DIRECTIONS FOR THIS TASK
Count the lines in the listing below that contain the string "reflection" and give only that number.

LISTING
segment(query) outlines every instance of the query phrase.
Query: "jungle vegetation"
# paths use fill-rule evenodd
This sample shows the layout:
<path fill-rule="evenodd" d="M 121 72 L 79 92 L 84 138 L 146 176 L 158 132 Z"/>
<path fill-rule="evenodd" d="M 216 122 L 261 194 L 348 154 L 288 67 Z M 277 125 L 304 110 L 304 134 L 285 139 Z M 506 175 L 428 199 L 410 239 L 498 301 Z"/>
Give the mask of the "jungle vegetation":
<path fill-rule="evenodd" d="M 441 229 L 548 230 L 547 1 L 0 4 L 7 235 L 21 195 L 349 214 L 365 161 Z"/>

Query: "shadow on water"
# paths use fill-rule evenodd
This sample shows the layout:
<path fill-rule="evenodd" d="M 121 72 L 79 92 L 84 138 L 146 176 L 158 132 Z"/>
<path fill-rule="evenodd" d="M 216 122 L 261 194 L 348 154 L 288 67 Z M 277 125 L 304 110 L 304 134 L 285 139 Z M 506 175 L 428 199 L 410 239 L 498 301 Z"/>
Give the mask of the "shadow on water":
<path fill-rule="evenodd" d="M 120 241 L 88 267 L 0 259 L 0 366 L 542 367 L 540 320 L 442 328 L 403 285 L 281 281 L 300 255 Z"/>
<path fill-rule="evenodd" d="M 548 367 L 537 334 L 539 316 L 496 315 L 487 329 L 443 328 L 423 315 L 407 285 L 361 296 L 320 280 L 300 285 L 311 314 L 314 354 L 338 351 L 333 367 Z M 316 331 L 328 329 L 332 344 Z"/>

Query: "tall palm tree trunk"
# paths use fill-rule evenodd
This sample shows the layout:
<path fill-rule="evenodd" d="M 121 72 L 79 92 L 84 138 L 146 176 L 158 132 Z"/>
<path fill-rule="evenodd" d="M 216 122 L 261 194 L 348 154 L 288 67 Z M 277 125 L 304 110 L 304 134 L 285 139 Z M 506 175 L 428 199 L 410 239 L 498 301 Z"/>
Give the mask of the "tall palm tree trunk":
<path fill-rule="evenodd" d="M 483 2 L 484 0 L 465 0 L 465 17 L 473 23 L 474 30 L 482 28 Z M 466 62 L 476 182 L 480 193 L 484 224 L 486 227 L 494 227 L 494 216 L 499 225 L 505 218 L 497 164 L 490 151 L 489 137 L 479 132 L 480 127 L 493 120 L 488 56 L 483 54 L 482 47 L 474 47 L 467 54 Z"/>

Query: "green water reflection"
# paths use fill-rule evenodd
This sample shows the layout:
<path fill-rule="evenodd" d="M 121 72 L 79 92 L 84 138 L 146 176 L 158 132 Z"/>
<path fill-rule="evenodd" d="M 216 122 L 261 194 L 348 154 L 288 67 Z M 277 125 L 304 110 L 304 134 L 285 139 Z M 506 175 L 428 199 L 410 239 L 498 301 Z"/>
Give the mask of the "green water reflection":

ANSWER TO THE TASK
2